**Passage given**
--*--
Not that we’ve broken up six times, then got married, then broke up again, then hooked up again or anything like that. But I’m never sure where I stand with sand.
I mean I love it, don’t get me wrong. Standing on sand means you’re not needed anywhere else in the main. You’re definitely not at work and you’re probably not in a hurry to do much but lie down. It is most often attached to sea as well. Most would call that a bonus.
We’ve just had three days at Bentota Beach on the South Coast of Sri Lanka, and twice a day I have skittered across the sand to get into the Indian Ocean where, surprisingly, I swam. And swam. It was warm you see.
I have spent years watching all the boys in my life throw themselves into the sea and onto the adjacent sand with abandon. I watch with envy and will myself to transform into Action Woman and join them. And I run in, I do, til the sea flirts with my butt, then I stand for a bit and say my goodbyes. That’s what I do. I have done this perhaps five hundred times; each time I think it will be different than the last. It isn’t.
After my retreat, I begin the strange dance where I arrange the towel and try to mount it without sand accompanying me. I fail. Once I’ve failed, which I do every time of course, I sacrifice myself to the sand gods and just lie the fuck down.
At Bentota, my interaction with the sand was running across it to get to the warm sea.Like a chunky little gazelle I was, twice a day.
But now I’m back at Colombo, and it’s 1130pm I am sitting in front of Casa Colombo in a garden bar with a sand floor. Now this sand, this sand I am at one with. Hello my friend. Maybe I am destined to remain a fascinating stranger to the beach, an action woman only in the city.
I am learning to make peace with it all.
Vodka and Soda,thanks, that would be great.
I would have so much more money in the bank if I didn’t love hotels so much. And I think this one I love the most. But I have said that before. I am that girl.
--*--
**Given data**
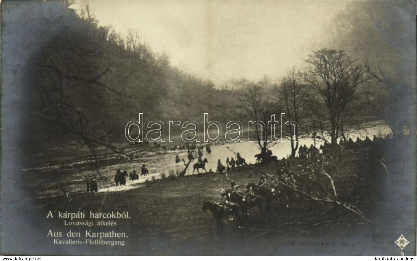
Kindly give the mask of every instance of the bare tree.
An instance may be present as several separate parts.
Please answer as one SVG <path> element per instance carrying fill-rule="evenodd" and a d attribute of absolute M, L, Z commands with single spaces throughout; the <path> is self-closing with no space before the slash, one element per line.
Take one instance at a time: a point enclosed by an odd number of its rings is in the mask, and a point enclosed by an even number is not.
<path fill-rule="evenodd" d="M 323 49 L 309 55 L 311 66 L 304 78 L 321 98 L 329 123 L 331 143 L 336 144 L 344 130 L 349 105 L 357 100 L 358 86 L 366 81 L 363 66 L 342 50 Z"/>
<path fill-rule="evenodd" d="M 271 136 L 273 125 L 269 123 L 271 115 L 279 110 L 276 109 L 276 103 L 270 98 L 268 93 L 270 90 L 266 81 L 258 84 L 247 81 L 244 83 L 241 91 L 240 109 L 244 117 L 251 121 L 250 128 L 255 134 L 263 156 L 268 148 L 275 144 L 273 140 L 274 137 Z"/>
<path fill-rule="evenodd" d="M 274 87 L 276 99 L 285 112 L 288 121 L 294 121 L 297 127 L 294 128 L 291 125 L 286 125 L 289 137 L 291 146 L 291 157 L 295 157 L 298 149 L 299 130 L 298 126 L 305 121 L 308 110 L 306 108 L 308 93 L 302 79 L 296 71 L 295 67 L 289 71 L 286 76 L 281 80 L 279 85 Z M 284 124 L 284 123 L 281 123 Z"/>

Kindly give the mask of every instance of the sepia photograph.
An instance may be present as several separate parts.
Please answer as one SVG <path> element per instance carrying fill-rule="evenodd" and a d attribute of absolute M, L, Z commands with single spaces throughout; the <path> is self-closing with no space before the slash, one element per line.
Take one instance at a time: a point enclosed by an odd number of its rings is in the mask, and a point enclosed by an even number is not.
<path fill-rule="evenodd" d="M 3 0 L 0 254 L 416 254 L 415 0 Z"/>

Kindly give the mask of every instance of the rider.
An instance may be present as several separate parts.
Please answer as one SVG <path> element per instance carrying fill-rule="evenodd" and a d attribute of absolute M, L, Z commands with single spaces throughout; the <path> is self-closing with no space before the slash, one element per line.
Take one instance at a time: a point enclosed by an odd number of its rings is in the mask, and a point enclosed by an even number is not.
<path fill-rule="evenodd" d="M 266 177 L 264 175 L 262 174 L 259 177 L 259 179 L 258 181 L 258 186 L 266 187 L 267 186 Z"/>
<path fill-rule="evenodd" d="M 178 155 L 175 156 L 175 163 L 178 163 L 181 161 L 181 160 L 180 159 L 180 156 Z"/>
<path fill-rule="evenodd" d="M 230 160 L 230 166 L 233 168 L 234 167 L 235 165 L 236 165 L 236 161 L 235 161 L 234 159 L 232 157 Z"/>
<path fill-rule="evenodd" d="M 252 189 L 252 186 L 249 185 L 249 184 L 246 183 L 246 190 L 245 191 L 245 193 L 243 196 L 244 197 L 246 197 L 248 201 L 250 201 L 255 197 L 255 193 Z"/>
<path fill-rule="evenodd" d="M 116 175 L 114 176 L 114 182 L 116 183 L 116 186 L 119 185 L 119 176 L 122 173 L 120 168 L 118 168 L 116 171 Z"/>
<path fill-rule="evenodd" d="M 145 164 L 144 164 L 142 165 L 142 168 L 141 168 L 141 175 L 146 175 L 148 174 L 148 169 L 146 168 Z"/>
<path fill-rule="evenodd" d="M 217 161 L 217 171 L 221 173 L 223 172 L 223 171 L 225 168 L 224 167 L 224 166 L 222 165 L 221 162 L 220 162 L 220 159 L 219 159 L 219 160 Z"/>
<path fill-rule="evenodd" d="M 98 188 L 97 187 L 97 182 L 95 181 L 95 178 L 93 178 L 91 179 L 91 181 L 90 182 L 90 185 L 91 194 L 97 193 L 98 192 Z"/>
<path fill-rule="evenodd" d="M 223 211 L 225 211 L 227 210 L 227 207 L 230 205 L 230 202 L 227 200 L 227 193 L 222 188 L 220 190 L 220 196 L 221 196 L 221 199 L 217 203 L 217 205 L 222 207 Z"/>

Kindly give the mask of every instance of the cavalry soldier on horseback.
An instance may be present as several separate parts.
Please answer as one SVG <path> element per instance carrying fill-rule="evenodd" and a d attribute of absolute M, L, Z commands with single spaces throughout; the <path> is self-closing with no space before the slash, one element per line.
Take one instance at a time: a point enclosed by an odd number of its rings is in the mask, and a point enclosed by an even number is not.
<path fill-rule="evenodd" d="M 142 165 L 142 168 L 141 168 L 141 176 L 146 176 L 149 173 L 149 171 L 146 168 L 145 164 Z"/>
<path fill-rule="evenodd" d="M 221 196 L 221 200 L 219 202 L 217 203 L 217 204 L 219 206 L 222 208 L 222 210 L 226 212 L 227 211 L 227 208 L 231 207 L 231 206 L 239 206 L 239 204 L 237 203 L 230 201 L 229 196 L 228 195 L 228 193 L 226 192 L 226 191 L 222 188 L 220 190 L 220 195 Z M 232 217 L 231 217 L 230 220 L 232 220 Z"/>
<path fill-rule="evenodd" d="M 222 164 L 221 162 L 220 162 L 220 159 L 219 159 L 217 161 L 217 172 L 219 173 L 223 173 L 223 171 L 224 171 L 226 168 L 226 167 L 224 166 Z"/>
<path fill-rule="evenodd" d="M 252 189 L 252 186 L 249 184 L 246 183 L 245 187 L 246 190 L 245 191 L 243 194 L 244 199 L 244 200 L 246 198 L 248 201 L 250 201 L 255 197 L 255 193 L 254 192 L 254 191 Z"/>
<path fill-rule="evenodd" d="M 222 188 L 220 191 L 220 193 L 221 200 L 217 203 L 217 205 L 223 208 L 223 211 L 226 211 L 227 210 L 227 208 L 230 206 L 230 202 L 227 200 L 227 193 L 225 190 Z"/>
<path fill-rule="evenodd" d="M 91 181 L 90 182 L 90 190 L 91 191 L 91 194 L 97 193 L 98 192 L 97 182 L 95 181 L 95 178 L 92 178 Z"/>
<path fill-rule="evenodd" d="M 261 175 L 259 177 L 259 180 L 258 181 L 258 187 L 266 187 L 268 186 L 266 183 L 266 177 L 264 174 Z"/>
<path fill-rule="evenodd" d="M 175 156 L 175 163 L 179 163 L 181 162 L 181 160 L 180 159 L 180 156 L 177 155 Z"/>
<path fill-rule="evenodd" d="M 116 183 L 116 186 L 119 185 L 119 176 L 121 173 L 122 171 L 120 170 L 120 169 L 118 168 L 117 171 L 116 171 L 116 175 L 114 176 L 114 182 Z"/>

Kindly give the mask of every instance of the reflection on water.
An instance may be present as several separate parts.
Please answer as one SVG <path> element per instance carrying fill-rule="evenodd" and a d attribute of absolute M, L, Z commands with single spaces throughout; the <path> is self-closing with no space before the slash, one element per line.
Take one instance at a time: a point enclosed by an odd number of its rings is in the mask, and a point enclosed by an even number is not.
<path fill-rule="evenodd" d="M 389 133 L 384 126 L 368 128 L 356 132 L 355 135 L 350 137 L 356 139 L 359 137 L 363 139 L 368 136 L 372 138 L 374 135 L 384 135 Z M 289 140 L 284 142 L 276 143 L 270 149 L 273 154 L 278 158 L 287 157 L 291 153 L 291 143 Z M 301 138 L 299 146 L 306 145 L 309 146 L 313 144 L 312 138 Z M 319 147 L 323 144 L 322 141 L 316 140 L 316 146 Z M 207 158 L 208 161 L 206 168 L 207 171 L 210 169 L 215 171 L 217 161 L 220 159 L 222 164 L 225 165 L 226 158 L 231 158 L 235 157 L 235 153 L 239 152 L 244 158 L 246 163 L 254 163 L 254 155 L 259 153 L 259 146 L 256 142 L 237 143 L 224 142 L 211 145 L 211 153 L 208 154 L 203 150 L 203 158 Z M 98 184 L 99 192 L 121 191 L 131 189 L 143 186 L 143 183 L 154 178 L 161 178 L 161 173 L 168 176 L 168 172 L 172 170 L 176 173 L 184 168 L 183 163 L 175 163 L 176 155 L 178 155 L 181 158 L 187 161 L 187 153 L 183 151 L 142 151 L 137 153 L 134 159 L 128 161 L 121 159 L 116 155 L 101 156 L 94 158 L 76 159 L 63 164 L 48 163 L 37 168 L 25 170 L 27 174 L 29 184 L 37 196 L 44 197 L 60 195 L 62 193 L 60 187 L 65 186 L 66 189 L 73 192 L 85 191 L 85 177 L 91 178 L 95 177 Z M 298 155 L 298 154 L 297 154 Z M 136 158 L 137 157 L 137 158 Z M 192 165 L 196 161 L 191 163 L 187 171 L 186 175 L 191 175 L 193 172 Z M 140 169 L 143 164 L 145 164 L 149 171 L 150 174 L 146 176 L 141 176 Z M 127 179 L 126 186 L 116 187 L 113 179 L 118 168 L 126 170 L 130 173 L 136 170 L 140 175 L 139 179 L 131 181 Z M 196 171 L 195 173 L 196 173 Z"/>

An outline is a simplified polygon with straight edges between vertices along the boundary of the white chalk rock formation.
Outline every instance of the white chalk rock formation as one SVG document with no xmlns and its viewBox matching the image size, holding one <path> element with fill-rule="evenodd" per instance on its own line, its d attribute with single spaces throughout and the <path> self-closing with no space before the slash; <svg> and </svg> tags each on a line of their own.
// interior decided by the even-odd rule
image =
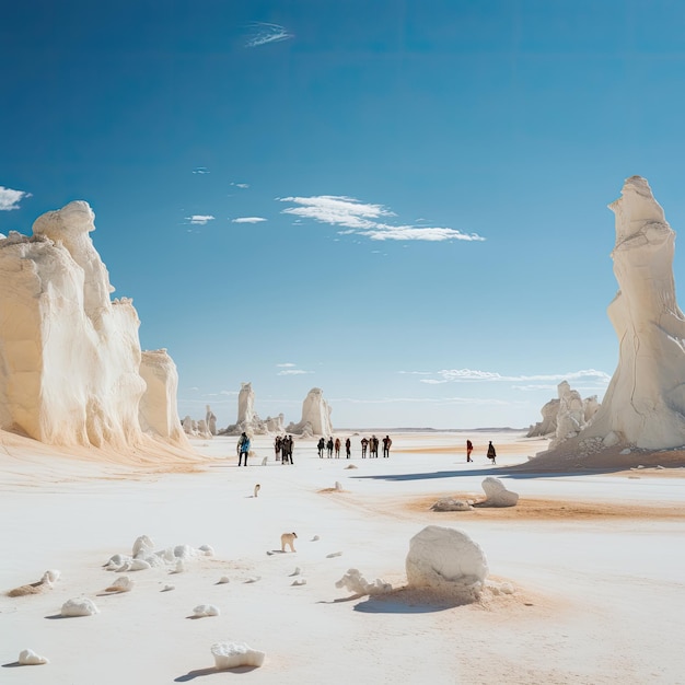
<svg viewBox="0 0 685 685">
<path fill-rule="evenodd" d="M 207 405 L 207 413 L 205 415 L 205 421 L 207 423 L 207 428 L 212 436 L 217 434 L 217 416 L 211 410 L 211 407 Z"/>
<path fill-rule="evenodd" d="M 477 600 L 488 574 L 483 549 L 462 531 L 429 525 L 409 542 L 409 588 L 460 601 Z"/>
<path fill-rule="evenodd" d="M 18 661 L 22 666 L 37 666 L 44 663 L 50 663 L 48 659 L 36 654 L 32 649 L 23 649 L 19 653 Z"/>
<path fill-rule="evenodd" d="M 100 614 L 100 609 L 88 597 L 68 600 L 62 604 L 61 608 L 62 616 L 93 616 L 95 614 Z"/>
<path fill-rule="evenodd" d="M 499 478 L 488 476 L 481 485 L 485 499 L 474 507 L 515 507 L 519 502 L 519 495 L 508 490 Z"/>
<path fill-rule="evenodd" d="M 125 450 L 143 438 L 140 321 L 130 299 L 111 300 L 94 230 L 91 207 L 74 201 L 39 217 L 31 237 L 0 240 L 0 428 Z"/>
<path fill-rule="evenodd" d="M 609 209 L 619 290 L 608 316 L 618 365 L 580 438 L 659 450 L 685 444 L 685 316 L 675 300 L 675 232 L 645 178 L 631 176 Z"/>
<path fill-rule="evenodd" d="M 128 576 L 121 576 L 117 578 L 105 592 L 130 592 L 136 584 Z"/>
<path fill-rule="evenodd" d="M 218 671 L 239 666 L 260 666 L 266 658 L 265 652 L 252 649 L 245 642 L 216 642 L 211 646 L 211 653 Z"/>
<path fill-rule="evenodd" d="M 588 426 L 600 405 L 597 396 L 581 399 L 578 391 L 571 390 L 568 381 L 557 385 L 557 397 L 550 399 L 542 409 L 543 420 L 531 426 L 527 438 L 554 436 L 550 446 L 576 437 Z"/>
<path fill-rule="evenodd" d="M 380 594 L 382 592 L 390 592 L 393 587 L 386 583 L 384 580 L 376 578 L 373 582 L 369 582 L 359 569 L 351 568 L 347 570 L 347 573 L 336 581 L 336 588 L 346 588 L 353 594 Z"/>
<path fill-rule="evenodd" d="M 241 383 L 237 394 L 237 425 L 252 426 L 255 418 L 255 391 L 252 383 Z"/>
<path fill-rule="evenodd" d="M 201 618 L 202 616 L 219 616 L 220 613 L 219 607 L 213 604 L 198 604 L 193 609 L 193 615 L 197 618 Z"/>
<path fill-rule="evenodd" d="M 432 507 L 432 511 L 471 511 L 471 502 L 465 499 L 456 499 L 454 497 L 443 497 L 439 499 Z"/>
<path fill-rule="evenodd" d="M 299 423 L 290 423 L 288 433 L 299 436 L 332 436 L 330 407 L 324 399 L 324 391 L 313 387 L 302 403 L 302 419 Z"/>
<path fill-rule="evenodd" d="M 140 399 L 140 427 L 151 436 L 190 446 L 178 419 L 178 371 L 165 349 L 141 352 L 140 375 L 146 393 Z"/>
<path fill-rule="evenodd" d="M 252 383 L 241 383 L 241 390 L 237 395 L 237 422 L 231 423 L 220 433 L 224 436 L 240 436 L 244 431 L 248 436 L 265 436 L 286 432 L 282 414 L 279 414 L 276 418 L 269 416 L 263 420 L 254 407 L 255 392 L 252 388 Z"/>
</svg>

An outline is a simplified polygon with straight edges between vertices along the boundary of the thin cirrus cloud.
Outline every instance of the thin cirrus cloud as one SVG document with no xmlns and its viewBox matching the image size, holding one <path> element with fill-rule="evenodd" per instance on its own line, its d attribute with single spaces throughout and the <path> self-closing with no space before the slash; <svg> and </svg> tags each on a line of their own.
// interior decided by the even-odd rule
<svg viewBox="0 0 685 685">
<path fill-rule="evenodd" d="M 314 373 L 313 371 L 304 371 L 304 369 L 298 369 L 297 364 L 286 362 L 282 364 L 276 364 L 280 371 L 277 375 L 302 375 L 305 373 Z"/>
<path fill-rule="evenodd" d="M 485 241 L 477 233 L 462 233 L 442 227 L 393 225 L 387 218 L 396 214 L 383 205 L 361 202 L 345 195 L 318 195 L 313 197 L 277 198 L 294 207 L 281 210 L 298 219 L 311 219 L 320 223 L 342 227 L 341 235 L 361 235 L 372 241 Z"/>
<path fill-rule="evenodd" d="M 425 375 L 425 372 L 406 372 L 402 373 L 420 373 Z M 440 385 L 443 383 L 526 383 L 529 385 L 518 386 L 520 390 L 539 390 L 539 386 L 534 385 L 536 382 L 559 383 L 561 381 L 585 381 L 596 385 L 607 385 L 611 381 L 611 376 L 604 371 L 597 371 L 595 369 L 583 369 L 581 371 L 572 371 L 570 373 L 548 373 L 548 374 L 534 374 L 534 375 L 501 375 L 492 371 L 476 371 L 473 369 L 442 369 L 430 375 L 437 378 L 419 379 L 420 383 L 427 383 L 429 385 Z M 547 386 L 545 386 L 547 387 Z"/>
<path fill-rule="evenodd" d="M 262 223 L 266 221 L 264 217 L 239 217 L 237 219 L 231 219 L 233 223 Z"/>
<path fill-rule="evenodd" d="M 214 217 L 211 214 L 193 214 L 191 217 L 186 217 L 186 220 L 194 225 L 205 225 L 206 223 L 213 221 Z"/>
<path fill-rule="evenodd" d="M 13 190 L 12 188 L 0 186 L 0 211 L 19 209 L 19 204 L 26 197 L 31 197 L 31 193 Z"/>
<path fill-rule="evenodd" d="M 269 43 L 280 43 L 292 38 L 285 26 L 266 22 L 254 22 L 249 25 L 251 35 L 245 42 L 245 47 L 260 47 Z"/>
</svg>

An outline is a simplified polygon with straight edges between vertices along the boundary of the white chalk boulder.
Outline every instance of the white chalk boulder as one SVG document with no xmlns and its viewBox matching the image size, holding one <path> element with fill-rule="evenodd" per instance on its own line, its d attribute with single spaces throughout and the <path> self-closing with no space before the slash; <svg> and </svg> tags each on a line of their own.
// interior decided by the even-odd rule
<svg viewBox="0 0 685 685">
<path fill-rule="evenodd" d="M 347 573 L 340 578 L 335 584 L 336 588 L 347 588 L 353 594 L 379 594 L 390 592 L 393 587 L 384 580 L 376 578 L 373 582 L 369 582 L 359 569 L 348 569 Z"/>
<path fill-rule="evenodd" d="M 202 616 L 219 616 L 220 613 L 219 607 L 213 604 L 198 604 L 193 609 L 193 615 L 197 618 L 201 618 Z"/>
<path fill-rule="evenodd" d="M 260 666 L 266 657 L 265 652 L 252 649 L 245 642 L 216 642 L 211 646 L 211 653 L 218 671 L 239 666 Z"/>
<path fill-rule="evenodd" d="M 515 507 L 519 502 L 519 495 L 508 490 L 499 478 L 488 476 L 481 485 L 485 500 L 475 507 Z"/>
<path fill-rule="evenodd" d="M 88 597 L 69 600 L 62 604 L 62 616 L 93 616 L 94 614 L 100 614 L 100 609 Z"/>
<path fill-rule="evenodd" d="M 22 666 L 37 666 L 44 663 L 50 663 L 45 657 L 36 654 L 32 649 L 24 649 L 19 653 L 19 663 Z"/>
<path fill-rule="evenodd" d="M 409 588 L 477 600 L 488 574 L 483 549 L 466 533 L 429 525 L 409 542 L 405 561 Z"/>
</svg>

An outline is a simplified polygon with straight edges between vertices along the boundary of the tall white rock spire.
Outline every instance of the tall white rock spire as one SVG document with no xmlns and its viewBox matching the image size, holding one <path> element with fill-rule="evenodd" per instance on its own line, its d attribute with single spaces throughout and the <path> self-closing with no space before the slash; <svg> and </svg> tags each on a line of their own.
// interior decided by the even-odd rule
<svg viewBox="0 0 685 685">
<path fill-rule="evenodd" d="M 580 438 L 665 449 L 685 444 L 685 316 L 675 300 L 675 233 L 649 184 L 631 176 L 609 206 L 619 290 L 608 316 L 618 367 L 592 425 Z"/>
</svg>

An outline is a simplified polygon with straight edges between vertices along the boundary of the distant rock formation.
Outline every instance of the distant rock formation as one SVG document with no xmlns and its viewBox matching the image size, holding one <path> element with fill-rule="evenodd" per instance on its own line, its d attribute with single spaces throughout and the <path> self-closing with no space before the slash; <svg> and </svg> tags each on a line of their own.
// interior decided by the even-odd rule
--*--
**Requirement**
Answer these from the piece about sand:
(a) Where did the writer spend three days?
(b) About how many times has the writer run into the sea only to stop and stand?
(c) What kind of floor does the garden bar in front of Casa Colombo have?
The lines play no part here.

**The reply**
(a) At Bentota Beach on the South Coast of Sri Lanka.
(b) Perhaps five hundred times.
(c) A sand floor.